### INSTRUCTION
Which of the lines below contain the word "white"? Copy out each one that does.

Lines of data:
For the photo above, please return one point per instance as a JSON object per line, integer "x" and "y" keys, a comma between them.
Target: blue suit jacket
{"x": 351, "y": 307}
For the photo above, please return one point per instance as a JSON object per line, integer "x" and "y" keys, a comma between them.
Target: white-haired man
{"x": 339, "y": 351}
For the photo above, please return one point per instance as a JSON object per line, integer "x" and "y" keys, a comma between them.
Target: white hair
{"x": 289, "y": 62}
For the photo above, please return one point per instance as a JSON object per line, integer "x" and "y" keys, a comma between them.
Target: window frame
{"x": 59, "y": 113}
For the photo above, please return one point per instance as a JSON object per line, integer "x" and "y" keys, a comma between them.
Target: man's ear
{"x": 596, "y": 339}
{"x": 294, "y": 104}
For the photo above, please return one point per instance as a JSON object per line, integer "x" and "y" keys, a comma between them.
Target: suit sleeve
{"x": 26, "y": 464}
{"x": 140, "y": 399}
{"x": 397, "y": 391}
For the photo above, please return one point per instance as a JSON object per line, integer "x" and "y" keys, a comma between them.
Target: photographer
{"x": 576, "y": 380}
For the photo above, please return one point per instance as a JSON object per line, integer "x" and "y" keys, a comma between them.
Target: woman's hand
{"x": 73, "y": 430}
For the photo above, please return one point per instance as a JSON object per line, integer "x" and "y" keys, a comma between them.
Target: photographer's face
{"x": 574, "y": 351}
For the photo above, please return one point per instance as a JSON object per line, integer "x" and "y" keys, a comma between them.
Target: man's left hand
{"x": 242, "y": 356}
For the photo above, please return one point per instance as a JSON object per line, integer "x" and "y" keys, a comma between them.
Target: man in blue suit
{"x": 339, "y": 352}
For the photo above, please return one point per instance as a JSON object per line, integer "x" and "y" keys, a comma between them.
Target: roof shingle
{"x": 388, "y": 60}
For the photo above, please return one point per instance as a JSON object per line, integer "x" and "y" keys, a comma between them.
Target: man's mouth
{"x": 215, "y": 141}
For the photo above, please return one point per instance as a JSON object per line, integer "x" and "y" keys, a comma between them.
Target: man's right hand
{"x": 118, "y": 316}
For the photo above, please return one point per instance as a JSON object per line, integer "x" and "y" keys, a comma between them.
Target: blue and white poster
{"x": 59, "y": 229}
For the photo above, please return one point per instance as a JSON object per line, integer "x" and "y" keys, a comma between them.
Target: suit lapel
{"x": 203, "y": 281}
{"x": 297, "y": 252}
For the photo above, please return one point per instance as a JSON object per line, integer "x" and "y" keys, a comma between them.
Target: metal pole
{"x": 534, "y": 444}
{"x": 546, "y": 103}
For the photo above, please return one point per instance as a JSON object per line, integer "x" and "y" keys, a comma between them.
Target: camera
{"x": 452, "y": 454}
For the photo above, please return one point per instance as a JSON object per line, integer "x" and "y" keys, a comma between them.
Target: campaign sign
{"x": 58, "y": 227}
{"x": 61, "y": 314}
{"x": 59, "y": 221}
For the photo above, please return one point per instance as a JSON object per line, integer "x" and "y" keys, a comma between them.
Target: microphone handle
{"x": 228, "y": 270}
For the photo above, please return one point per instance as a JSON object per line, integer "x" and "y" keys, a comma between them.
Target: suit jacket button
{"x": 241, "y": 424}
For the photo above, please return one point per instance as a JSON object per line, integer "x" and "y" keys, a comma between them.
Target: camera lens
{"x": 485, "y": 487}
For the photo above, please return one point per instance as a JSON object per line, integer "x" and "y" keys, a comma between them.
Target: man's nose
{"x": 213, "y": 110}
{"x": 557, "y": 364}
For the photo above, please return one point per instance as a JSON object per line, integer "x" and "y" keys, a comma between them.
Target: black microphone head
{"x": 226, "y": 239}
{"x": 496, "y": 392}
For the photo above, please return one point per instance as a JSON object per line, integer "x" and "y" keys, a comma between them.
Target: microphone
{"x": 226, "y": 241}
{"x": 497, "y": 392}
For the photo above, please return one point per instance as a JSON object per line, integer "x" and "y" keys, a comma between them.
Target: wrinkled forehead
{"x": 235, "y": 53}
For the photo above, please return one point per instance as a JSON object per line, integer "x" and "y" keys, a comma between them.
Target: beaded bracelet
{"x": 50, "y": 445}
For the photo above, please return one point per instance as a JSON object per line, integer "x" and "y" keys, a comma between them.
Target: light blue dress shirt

### WRITTEN REPLY
Target: white-haired man
Target: white hair
Target: blue and white poster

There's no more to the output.